[Stated exercise]: Extract, unchanged, the rows below from the line that contains "of the truck" up to and including the final line of the rows.

[The records]:
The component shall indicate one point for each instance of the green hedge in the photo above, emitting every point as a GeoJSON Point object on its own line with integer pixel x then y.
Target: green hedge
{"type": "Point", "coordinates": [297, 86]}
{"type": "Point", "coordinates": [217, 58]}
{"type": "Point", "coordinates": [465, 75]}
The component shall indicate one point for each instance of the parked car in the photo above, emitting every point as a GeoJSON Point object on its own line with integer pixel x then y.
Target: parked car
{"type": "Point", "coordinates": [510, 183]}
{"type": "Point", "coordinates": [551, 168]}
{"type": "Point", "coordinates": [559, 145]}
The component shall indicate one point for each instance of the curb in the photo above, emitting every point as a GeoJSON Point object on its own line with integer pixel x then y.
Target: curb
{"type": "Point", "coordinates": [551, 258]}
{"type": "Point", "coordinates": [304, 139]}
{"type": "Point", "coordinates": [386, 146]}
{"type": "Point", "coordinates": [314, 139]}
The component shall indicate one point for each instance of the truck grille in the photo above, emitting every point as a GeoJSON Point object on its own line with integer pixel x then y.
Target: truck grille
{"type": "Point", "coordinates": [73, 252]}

[Task solution]:
The component shall indicate one point for each instance of the truck grille in the photo above, emitting every point as a GeoJSON Point object on its own line with integer pixel x then y.
Target: truck grille
{"type": "Point", "coordinates": [73, 252]}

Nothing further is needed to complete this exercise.